▸ Estratto del testo:
========================================================================
Vanità/Vanitas,
al
Museo Ettore Fico fino
al 28 febbraio 2016, è una delle mostre
più interessanti e curiose in corso a Torino. L'idea è di
analizzare
come l'arte abbia interpretato il tema della vanità
attraverso i secoli; per farlo si risale fino alle origini della vanità, a quel biblico
Vanitas vanitatum et omnia vanitas (Vanità delle
vanità, tutto è vanità), che dall'Ecclesiaste ci ammonisce come
tutto sia sostanzialmente inutile, "l'esistenza è
miserabile e sfocia
inevitabilmente nella morte. L'uomo si affatica in una perpetua
ricerca della felicità e, sebbene possa godere del legittimo frutto
del suo lavoro, è solo per
un lasso di tempo troppo breve".
========================================================================
▸ Compiti dell'esercizio:
1 > Secondo l'estratto sulla mostra torinese, fino a quale data si può visitare Vanità/Vanitas al Museo Ettore Fico?
2 > Indica quante righe dei record contengono la parola "left", distinguendo tra maiuscole e minuscole, e scrivi soltanto il numero.
========================================================================
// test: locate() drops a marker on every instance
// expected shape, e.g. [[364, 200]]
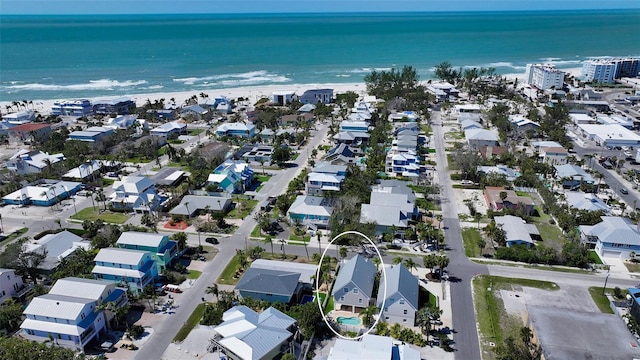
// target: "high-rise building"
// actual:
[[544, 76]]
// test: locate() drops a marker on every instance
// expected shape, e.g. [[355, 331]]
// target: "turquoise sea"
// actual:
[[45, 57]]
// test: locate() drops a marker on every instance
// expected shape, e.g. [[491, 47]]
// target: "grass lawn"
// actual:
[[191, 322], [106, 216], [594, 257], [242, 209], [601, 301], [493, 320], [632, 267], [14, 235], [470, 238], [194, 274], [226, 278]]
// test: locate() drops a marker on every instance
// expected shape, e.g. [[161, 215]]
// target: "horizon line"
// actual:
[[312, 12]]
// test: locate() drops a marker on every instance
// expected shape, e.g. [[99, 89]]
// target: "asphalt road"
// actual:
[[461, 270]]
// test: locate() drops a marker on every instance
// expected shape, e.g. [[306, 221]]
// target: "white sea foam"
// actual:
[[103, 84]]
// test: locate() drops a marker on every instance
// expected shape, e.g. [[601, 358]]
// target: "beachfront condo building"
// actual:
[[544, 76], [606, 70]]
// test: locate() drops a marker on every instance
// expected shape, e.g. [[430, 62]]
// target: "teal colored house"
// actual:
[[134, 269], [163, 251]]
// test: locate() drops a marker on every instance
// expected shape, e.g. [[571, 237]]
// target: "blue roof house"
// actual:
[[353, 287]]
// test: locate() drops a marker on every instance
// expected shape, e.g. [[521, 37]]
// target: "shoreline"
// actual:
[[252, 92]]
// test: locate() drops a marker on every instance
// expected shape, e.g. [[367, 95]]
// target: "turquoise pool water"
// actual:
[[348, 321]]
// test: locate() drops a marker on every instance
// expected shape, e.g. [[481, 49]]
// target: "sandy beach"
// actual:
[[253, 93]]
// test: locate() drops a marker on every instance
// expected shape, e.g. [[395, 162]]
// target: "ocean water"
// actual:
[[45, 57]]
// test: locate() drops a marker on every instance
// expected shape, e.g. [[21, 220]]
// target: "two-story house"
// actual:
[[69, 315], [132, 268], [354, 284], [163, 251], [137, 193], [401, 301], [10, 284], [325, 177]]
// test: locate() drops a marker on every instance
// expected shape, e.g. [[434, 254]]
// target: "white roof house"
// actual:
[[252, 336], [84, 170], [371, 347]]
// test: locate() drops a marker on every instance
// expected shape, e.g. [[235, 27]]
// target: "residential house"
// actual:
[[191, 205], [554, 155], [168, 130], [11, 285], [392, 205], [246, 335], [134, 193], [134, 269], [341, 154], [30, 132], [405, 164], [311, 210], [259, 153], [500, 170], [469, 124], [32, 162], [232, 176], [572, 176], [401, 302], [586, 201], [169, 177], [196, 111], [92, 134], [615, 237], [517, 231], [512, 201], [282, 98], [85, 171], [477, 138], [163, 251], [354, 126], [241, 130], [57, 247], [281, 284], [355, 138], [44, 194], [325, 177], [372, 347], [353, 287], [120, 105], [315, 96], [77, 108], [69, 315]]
========================================================================
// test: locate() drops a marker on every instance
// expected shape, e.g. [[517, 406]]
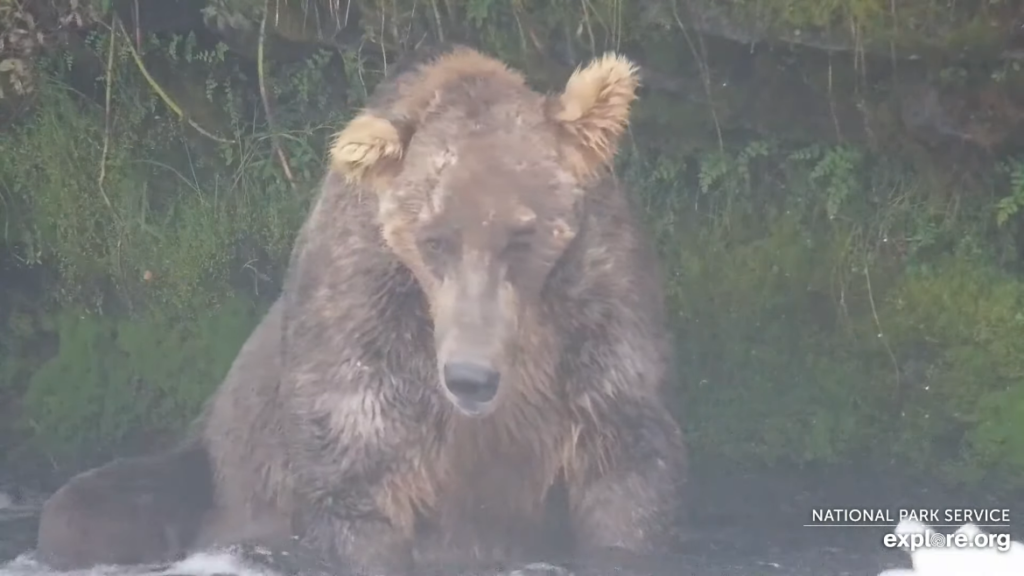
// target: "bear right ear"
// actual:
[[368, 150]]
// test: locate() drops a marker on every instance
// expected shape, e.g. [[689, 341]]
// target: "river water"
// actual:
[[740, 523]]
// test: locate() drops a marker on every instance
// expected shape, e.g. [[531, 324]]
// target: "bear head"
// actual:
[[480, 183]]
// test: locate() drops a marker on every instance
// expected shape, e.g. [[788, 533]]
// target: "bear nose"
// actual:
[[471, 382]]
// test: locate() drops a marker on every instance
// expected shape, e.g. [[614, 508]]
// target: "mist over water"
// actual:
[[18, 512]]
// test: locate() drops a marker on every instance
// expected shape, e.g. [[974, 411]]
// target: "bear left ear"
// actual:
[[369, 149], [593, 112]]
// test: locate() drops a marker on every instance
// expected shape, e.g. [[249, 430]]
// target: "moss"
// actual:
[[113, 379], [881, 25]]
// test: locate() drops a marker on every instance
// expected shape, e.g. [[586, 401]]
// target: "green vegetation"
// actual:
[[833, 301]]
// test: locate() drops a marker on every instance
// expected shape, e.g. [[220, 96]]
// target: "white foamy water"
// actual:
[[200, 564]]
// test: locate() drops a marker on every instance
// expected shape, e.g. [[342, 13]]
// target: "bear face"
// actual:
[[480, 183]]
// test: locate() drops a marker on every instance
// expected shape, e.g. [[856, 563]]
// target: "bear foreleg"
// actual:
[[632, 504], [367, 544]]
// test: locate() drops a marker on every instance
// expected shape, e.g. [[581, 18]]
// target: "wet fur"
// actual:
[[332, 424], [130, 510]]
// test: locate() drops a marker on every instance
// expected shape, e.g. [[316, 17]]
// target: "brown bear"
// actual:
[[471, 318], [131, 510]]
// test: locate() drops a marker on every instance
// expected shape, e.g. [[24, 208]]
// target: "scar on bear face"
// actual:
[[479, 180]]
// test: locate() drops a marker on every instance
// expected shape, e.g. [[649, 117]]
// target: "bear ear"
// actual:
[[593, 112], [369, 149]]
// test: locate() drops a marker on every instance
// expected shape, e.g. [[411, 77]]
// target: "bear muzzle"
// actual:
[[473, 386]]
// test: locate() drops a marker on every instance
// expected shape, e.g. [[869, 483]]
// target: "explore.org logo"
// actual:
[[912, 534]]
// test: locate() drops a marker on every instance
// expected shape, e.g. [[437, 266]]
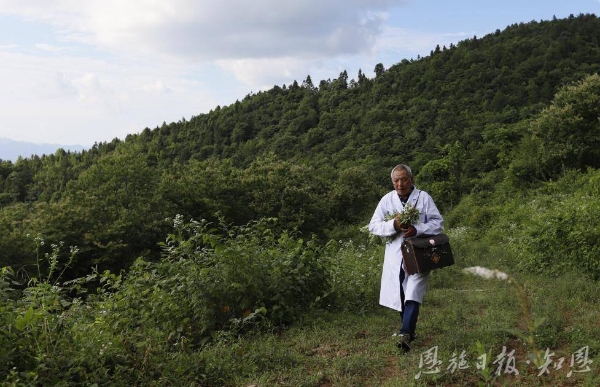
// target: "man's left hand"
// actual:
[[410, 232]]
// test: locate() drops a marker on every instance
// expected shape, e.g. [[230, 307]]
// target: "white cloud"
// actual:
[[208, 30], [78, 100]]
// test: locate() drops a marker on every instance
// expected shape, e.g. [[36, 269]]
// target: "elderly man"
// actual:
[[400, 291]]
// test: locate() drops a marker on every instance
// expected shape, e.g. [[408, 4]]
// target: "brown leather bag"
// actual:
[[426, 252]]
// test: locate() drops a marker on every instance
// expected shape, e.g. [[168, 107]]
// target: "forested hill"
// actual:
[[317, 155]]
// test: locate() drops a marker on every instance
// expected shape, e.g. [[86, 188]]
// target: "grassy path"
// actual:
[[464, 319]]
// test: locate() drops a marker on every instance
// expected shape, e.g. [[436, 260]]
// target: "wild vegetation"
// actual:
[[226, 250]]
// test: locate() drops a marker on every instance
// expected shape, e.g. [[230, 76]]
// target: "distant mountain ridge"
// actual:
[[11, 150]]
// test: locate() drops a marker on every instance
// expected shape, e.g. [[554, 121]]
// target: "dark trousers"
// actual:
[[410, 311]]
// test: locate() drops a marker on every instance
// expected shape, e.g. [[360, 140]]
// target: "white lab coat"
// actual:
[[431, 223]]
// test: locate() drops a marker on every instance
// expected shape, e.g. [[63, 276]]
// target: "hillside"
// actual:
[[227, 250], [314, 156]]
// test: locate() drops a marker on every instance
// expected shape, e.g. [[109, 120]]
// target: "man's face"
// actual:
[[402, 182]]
========================================================================
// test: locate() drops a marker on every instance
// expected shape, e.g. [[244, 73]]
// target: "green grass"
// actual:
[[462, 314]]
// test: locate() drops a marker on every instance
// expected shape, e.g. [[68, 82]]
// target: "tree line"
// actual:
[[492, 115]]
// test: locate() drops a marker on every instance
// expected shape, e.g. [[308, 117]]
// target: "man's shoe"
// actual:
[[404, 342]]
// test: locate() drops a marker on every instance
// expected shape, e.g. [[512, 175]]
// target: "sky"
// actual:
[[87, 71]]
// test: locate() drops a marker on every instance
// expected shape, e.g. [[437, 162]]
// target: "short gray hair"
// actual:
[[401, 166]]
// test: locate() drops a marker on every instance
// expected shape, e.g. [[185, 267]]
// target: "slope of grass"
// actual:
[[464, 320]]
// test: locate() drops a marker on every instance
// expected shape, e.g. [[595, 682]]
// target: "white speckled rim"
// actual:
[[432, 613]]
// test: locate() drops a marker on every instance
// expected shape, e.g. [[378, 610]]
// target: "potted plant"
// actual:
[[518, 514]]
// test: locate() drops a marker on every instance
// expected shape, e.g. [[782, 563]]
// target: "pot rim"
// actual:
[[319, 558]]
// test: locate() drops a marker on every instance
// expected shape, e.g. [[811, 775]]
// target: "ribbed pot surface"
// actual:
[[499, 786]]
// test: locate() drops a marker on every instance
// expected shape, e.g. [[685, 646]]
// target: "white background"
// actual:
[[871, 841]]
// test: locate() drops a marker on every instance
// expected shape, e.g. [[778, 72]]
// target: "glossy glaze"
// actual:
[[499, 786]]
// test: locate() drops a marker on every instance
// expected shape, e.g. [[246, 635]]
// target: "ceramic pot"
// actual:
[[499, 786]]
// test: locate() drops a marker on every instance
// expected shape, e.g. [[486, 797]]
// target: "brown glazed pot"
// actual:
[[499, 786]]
========================================================================
▸ Soluzioni dell'esercizio:
1 > Fino al 28 febbraio 2016.

2 > 2